NULL values in join conditions require special attention:

-- Create related table
CREATE TABLE project_managers (
  project_id INTEGER,
  manager_name TEXT
);

INSERT INTO project_managers VALUES
(1, 'Alice'),
(2, 'Bob'),
(NULL, 'Charlie');  -- Manager not assigned to specific project

-- Standard join - NULL project_id won't match
SELECT p.name, pm.manager_name
FROM projects p
LEFT JOIN project_managers pm ON p.id = pm.project_id;

-- To include unassigned managers, handle NULLs explicitly
SELECT 
  COALESCE(p.name, 'Unassigned') AS project_name,
  pm.manager_name
FROM projects p
FULL OUTER JOIN project_managers pm ON p.id = pm.project_id;

Advanced NULL Handling Techniques

Conditional Aggregation with NULLs

-- Count different types of NULL scenarios
SELECT 
  COUNT(CASE WHEN budget IS NULL THEN 1 END) AS projects_no_budget,
  COUNT(CASE WHEN deadline IS NULL THEN 1 END) AS projects_no_deadline,
  COUNT(CASE WHEN budget IS NULL AND deadline IS NULL THEN 1 END) AS projects_no_budget_or_deadline
FROM projects;

NULL-Safe Equality Comparison

-- PostgreSQL doesn't have NULL-safe equality, but you can create it
SELECT 
  p1.name AS project1,
  p2.name AS project2
FROM projects p1, projects p2
WHERE p1.id < p2.id
  AND (
    (p1.budget = p2.budget) OR 
    (p1.budget IS NULL AND p2.budget IS NULL)
  );

-- Or use COALESCE for comparison
SELECT 
  p1.name AS project1,
  p2.name AS project2
FROM projects p1, projects p2
WHERE p1.id < p2.id
  AND COALESCE(p1.budget, -1) = COALESCE(p2.budget, -1);

Filtering with Complex NULL Logic

-- Projects that are either active or have unknown status
SELECT * FROM projects 
WHERE status = 'Active' OR status IS NULL;

-- Projects with budget issues (NULL or zero)
SELECT * FROM projects 
WHERE budget IS NULL OR budget = 0;

-- Projects ready for review (have budget and deadline)

» **JOBS**
• A. In the SQL text on NULL values, why does the author write out a NULL-safe equality check by hand? Answer in one to three sentences.
• B. In the SQL text on NULL values, what label does the FULL OUTER JOIN query use when a project name is missing?
• C. From the SQL text on NULL values, write out the part between "-- Projects that" and "(NULL or zero)", inclusive.

» **DATA ROWS**
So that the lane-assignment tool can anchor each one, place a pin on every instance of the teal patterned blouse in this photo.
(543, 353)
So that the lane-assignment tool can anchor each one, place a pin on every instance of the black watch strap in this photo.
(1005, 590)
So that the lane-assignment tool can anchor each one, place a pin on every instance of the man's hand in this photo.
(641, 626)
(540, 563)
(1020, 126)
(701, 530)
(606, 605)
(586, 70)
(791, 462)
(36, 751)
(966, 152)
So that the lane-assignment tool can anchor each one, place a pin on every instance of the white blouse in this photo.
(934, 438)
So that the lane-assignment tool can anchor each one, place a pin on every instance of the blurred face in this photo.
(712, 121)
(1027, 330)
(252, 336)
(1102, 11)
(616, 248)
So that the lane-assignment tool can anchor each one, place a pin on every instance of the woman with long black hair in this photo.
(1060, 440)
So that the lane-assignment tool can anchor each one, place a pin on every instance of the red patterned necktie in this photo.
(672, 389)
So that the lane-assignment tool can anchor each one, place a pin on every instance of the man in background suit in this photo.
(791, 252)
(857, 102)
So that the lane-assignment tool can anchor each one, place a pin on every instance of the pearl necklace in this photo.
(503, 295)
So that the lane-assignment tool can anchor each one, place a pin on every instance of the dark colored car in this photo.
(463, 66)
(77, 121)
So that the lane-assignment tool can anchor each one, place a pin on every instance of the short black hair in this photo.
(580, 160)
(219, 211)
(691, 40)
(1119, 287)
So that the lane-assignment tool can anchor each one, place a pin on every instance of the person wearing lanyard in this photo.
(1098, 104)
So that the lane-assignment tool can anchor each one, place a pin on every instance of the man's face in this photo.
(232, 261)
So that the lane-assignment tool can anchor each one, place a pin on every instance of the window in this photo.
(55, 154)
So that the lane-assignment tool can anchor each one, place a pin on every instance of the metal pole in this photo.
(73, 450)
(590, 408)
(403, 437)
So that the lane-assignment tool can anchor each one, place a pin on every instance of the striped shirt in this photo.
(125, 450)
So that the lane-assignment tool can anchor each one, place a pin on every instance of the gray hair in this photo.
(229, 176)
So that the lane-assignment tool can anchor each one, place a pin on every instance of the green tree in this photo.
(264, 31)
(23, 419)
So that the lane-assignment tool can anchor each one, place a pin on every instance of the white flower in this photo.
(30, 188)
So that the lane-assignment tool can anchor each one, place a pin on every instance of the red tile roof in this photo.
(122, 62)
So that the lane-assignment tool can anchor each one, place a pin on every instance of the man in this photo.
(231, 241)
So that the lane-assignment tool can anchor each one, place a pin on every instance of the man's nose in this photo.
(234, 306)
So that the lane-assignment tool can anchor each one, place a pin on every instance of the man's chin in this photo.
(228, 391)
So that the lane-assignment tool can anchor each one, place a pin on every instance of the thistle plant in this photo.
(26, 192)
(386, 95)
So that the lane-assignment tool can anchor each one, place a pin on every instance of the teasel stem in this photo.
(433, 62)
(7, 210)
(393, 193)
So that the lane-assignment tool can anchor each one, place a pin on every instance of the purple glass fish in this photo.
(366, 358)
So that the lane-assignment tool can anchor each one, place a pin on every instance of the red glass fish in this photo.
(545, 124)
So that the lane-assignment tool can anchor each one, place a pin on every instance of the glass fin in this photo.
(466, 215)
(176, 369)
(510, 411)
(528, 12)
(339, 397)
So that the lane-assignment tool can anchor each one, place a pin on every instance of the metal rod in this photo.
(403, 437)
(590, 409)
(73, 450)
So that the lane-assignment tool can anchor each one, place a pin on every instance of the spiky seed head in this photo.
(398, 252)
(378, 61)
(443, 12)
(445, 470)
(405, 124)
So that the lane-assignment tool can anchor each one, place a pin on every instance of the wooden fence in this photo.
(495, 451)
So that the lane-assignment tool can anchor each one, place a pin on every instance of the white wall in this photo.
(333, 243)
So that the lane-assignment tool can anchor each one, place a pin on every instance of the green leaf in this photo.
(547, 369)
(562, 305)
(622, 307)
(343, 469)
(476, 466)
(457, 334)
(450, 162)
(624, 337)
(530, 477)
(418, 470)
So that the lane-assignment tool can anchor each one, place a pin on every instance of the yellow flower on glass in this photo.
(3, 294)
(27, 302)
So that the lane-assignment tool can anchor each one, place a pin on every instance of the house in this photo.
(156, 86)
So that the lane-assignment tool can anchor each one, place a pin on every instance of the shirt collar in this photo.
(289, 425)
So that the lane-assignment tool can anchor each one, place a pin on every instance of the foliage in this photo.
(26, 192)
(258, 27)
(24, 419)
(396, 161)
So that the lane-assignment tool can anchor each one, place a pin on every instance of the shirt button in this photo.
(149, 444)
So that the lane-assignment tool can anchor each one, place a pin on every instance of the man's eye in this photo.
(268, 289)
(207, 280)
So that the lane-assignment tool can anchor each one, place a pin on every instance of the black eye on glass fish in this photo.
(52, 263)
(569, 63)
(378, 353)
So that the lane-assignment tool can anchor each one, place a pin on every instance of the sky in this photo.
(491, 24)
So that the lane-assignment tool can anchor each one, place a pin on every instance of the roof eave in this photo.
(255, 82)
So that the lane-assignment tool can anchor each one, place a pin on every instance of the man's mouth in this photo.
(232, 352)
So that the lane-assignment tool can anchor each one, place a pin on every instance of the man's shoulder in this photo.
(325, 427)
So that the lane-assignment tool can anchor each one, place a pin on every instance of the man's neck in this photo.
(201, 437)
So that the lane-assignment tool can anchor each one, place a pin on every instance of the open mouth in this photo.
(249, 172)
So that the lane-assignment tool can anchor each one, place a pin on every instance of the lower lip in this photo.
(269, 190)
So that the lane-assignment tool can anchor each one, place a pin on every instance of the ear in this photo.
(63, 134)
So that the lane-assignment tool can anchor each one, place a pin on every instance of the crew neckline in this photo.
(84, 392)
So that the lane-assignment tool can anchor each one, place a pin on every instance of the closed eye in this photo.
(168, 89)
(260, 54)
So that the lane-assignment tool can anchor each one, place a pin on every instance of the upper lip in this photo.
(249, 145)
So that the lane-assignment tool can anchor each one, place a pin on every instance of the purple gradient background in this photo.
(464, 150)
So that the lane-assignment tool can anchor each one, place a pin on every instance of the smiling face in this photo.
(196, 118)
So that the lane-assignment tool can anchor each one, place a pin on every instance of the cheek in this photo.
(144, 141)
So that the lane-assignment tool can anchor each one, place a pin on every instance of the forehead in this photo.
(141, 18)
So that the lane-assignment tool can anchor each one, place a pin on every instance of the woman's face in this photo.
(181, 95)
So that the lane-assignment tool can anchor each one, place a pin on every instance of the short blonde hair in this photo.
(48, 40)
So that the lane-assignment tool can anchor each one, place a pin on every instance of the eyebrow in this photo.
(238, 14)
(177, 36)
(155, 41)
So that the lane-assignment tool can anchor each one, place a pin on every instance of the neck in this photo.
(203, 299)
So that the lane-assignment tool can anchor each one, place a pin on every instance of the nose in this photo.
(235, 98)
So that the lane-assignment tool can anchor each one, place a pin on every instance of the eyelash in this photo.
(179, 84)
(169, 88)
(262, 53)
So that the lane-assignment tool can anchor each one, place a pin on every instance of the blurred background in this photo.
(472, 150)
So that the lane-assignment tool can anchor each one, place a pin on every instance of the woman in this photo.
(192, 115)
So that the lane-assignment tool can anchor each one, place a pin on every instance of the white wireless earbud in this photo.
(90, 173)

» **ANSWERS TO EACH TASK**
• A. The text says PostgreSQL doesn't have NULL-safe equality but you can create it. So the query counts two budgets as a match either when they are equal or when both are NULL.

• B. 'Unassigned'

• C.
-- Projects that are either active or have unknown status
SELECT * FROM projects 
WHERE status = 'Active' OR status IS NULL;

-- Projects with budget issues (NULL or zero)